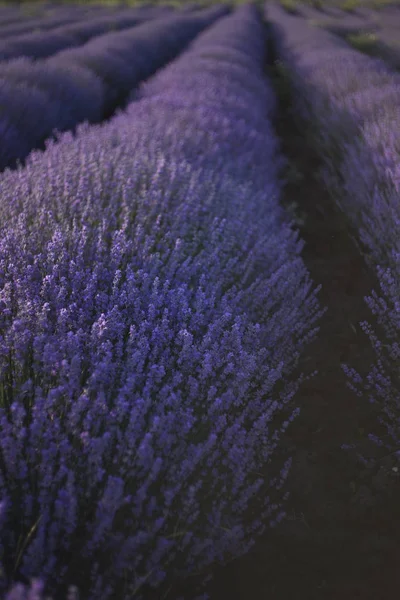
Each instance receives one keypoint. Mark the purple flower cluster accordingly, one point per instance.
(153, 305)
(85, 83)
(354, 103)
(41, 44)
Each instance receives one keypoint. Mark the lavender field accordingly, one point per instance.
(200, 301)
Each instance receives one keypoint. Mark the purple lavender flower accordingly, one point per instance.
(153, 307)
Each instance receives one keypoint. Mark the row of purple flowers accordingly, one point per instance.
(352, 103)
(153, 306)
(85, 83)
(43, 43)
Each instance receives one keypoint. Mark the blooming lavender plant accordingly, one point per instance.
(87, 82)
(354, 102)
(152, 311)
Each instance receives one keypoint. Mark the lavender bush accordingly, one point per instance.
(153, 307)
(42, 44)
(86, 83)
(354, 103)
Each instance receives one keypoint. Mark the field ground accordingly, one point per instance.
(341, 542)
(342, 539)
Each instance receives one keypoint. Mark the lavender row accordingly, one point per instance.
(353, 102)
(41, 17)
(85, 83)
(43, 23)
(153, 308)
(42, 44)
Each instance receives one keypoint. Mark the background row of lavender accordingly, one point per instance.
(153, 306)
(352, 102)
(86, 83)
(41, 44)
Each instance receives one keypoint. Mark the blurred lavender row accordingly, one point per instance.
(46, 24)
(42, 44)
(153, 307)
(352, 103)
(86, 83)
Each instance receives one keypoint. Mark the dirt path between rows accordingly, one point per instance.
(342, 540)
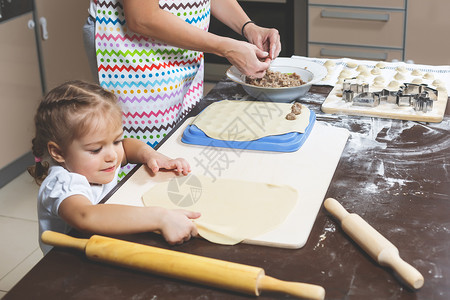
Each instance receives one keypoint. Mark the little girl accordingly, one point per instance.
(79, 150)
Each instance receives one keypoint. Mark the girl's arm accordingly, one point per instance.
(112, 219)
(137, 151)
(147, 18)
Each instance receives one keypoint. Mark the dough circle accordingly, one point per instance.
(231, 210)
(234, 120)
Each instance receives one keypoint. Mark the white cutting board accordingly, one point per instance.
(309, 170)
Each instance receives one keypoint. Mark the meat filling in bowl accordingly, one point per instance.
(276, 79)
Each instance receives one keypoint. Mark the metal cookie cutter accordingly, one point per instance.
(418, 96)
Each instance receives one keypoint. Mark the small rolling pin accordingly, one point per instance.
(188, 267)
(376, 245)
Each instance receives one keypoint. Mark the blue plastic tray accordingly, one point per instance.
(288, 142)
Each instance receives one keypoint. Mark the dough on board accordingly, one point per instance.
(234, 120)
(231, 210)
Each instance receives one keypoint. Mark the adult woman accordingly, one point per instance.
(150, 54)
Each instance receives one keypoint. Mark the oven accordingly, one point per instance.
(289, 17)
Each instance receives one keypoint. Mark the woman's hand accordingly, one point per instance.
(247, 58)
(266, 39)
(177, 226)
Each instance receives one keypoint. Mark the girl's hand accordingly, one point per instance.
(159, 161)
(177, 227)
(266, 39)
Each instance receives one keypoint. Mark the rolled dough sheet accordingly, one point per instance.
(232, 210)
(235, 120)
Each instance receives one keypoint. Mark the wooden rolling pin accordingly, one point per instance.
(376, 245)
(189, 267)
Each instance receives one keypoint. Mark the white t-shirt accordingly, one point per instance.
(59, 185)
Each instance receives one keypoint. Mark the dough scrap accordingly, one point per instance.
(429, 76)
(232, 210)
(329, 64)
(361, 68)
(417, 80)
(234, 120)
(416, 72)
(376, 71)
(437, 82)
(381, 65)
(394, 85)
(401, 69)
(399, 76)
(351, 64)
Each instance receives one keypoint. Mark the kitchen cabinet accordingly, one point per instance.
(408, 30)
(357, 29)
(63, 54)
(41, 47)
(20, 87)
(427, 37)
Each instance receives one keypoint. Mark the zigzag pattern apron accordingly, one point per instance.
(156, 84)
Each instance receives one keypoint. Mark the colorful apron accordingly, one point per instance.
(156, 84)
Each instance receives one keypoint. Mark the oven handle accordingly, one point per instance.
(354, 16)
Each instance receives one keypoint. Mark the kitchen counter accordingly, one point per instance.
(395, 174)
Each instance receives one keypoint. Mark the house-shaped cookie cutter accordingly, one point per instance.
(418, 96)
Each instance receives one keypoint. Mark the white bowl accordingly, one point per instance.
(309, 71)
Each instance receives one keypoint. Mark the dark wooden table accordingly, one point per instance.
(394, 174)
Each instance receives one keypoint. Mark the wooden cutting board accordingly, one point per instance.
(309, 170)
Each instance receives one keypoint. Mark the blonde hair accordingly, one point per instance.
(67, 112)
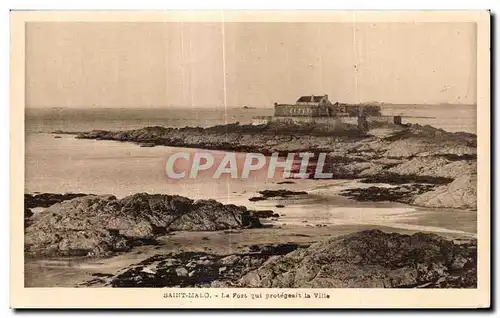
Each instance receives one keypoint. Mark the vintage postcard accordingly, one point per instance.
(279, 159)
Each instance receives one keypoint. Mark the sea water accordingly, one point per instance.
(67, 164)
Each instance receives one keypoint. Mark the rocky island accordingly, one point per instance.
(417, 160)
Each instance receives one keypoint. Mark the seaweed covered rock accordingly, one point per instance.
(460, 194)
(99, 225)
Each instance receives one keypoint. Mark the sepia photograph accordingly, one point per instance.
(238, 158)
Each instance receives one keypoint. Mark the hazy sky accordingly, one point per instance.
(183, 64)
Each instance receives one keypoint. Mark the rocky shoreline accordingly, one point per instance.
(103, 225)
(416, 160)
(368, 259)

※

Task description: Copy out all of the material above, swapping every "keypoint" for "marker" and keeping everything else unchanged. Leave the pictures out.

Full solution:
Each instance receives one marker. Mark the purple flower cluster accordingly, one point per instance.
(153, 305)
(85, 83)
(354, 103)
(41, 44)
Each instance receives one marker. Mark the lavender field accordingly, one point per instance.
(200, 301)
Each instance receives one marker. Mark the purple lavender flower accordingly, one point per instance.
(153, 307)
Each instance receives one marker. Mark the row of purple flowers accordingly, one point per instance.
(352, 103)
(153, 306)
(85, 83)
(43, 43)
Each instance receives one marker. Mark the blooming lavender plant accordingly, one point per instance.
(87, 82)
(354, 102)
(152, 311)
Each instance receives one marker. Mark the lavender bush accordingly, one point per instance.
(153, 307)
(42, 44)
(86, 83)
(354, 103)
Each instance receives one marker. Mark the field ground accordingly, one point per instance.
(341, 542)
(342, 539)
Each instance receives one marker. Mark the lavender row accordingly, one point per instance.
(353, 102)
(41, 17)
(85, 83)
(43, 23)
(153, 308)
(42, 44)
Each instance receives one marker. Mark the background row of lavender accordingly, one point per instance.
(153, 306)
(352, 102)
(86, 83)
(41, 44)
Each instance receives one marker. Mark the blurred lavender row accordingly, one point per instance.
(46, 24)
(42, 44)
(153, 307)
(352, 103)
(86, 83)
Each instance receives one marker. Mark the dirt path between rows accordingly, one point per instance.
(342, 540)
Each instance receives one marker. Mark the little girl accordingly, one point per instance.
(79, 150)
Each instance receives one marker. Mark the girl's arm accordingly, one point per instance.
(112, 219)
(137, 151)
(147, 18)
Each instance receives one marker. Mark the dough circle accordingly, one point per instance.
(231, 210)
(234, 120)
Each instance receives one marker. Mark the white cutting board accordingly, one point per instance.
(309, 170)
Each instance receives one marker. Mark the meat filling in bowl accordingly, one point per instance.
(276, 79)
Each instance receives one marker. Mark the metal cookie cutter accordingly, one point per instance.
(418, 96)
Each instance receives one marker. Mark the small rolling pin accordingly, one point per instance.
(188, 267)
(376, 245)
Each instance receives one marker. Mark the blue plastic tray accordingly, one point per instance.
(288, 142)
Each instance receives one marker. Mark the dough on board accordingly, one point per instance.
(234, 120)
(231, 210)
Each instance receives one marker. Mark the adult woman accordingly, one point per instance.
(150, 54)
Each instance receives one marker. Mark the oven accordingly, one point per instance.
(289, 17)
Each instance receives one marker. Mark the woman's hand accordingly, one point per instance.
(247, 58)
(266, 39)
(177, 226)
Each instance receives one marker. Mark the girl's hand accordingly, one point per instance.
(159, 161)
(177, 227)
(266, 39)
Each instance receives one marker. Mark the rolled dough sheet accordingly, one point per instance.
(232, 210)
(235, 120)
Each instance receives one marker. Mark the wooden rolling pin accordingly, one point per instance.
(376, 245)
(189, 267)
Each instance receives one marker. Mark the white t-shirt accordingly, one point per instance.
(59, 185)
Each instance receives one marker. Mark the dough scrap accordingly, one point per instance.
(429, 76)
(232, 210)
(329, 64)
(361, 68)
(417, 80)
(234, 120)
(416, 72)
(376, 71)
(437, 82)
(381, 65)
(394, 85)
(401, 69)
(399, 76)
(351, 64)
Each instance receives one marker. Mark the kitchen cabinet accordingly, one point per instance.
(408, 30)
(357, 29)
(63, 54)
(41, 47)
(20, 87)
(427, 37)
Each instance receives one marker. Mark the zigzag pattern apron accordingly, one point per instance.
(156, 84)
Each instance receives one marker. Mark the colorful apron accordingly, one point per instance.
(156, 84)
Each instance receives one marker. Mark the oven handle accordingly, one point per instance.
(354, 16)
Each instance receives one marker. Mark the kitchen counter accordingly, one point per instance.
(395, 174)
Each instance receives one marker. Mark the house-shaped cookie cutter accordingly, one point per instance.
(418, 96)
Each instance receives one marker. Mark the white bowl accordingly, one point per instance.
(309, 71)
Each instance receives one marker. Mark the dark wooden table accordingly, one point per instance.
(394, 174)
Each instance receives one marker. Mark the wooden cutting board accordingly, one point per instance.
(309, 170)
Each instance receives one marker. Mark the blonde hair accordingly, one point per instance.
(67, 112)
Each instance receives one marker. Mark the vintage postcard accordingly, one point per instance.
(279, 159)
Each instance receives one marker. Mark the sea water accordingly, one point per instance.
(67, 164)
Each instance receives one marker. Mark the rocky island accordingly, one point per instance.
(417, 160)
Each instance receives one marker. Mark the seaweed covered rock accordingly, one point per instance.
(460, 194)
(99, 225)
Each instance receives one marker. Mark the sepia photograph accordingly, one point per instance.
(238, 158)
Each instance receives one marker. Mark the hazy sky accordingly, one point per instance.
(183, 64)
Each instance receives one marker. Mark the rocky shoreline accordingly, one point per instance.
(103, 225)
(416, 160)
(368, 259)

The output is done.